- **Source**
•••••

Dans la réalité on voit d'abord, comme dans les billets de ton blog, tout un mur couvert de figures étranges, et c'est seulement en s'approchant qu'on comprend peu à peu ce qu'elles représentent individuellement. J'ai présenté ici les grotesques en suivant l'ordre inverse, pour encourager le promeneur à regarder de plus près ces êtres étranges ; je dois avouer aussi que c'est un artifice littéraire, pour retarder le moment où le lecteur comprend le sujet de l'article...

5. Par jonytuna  (22 novembre 2007) :

Merci pour cet article
J’ai été fasciné par les grotesques lors de ma visite du Palazzo Vecchio, c’était étrange, la plus part des gens ne semblaient même pas les voir, pour moi ça a été un vrai choc pictural. Je n’arrive pas a trouver de documentation (de photos en particulier) sur ces grotesque, connaissez vous un ouvrage traitant de ce sujet ?

•••••

- **Données**

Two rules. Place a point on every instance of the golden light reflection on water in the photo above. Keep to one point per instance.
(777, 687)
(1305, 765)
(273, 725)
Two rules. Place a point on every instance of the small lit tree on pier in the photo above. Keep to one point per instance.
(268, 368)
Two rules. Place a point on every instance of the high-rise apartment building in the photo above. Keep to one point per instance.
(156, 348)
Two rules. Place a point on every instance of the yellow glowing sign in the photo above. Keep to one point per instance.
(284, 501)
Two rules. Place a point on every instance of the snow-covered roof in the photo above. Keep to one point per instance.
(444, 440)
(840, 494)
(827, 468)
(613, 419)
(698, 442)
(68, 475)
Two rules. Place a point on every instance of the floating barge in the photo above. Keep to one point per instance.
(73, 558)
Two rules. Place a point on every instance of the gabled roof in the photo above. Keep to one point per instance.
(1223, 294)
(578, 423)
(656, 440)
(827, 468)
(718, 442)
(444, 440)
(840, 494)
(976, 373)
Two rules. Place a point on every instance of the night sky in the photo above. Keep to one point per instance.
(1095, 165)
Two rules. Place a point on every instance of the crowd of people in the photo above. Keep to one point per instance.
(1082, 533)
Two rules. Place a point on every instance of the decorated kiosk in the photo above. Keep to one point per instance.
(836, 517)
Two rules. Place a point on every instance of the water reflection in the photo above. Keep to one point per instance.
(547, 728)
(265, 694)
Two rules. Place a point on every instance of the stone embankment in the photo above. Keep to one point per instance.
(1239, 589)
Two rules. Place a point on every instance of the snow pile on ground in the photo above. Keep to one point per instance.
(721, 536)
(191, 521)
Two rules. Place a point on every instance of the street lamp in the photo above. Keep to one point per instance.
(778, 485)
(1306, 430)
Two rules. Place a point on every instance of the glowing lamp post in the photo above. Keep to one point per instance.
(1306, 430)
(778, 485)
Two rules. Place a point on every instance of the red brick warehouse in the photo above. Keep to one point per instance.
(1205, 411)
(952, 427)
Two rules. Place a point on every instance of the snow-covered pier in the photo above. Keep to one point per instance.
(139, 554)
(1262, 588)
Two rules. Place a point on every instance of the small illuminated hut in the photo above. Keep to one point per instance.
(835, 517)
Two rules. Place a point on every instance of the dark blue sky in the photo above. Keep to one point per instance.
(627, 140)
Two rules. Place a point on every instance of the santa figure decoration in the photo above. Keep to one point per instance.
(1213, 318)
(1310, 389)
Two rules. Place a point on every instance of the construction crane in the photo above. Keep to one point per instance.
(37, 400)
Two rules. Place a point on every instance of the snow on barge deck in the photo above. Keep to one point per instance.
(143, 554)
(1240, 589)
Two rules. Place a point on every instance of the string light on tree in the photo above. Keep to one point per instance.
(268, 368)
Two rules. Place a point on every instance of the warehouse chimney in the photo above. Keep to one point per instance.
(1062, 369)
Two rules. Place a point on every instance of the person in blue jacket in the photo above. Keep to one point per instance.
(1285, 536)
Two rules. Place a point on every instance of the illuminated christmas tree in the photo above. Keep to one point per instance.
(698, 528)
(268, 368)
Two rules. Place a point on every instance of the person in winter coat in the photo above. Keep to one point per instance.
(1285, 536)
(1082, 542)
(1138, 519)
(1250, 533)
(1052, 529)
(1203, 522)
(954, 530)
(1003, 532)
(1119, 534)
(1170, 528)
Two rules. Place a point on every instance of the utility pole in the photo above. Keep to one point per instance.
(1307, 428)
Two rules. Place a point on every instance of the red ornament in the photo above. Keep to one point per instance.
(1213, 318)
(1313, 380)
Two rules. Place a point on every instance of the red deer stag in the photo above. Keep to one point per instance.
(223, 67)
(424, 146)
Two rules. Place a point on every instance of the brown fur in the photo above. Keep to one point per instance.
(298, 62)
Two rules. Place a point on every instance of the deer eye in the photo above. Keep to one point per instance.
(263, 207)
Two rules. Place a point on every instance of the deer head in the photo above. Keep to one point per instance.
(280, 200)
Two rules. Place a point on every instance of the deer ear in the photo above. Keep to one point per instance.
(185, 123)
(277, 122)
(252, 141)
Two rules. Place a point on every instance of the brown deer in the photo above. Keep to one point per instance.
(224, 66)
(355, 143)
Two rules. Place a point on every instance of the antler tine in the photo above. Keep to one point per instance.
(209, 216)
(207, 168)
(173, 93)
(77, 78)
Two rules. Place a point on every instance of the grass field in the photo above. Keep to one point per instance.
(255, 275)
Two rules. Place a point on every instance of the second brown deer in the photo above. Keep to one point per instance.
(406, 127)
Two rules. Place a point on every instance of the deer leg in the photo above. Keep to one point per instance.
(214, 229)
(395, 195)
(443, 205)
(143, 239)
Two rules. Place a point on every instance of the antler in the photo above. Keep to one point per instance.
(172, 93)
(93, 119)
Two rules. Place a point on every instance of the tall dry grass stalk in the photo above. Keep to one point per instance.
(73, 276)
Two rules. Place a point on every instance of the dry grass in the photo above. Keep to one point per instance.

•••••

- **Tâches à réaliser**
a: Affichez tel quel le passage du texte sur les grotesques commençant par « Dans la réalité » et se terminant par « de ce sujet ? ».
b: Dans les lignes de données, mettez à jour la plage commençant par la ligne qui contient « the snow pile » et se terminant par la ligne qui contient « (1240, 589) », bornes incluses, en remplaçant « street lamp » par « streetlight » sans rien modifier d'autre. Renvoyez uniquement ces lignes.

- **Résultats dans l'ordre**
a:
Dans la réalité on voit d'abord, comme dans les billets de ton blog, tout un mur couvert de figures étranges, et c'est seulement en s'approchant qu'on comprend peu à peu ce qu'elles représentent individuellement. J'ai présenté ici les grotesques en suivant l'ordre inverse, pour encourager le promeneur à regarder de plus près ces êtres étranges ; je dois avouer aussi que c'est un artifice littéraire, pour retarder le moment où le lecteur comprend le sujet de l'article...

5. Par jonytuna  (22 novembre 2007) :

Merci pour cet article
J’ai été fasciné par les grotesques lors de ma visite du Palazzo Vecchio, c’était étrange, la plus part des gens ne semblaient même pas les voir, pour moi ça a été un vrai choc pictural. Je n’arrive pas a trouver de documentation (de photos en particulier) sur ces grotesque, connaissez vous un ouvrage traitant de ce sujet ?

b:
Two rules. Place a point on every instance of the snow pile on ground in the photo above. Keep to one point per instance.
(721, 536)
(191, 521)
Two rules. Place a point on every instance of the streetlight in the photo above. Keep to one point per instance.
(778, 485)
(1306, 430)
Two rules. Place a point on every instance of the glowing lamp post in the photo above. Keep to one point per instance.
(1306, 430)
(778, 485)
Two rules. Place a point on every instance of the red brick warehouse in the photo above. Keep to one point per instance.
(1205, 411)
(952, 427)
Two rules. Place a point on every instance of the snow-covered pier in the photo above. Keep to one point per instance.
(139, 554)
(1262, 588)
Two rules. Place a point on every instance of the small illuminated hut in the photo above. Keep to one point per instance.
(835, 517)
Two rules. Place a point on every instance of the dark blue sky in the photo above. Keep to one point per instance.
(627, 140)
Two rules. Place a point on every instance of the santa figure decoration in the photo above. Keep to one point per instance.
(1213, 318)
(1310, 389)
Two rules. Place a point on every instance of the construction crane in the photo above. Keep to one point per instance.
(37, 400)
Two rules. Place a point on every instance of the snow on barge deck in the photo above. Keep to one point per instance.
(143, 554)
(1240, 589)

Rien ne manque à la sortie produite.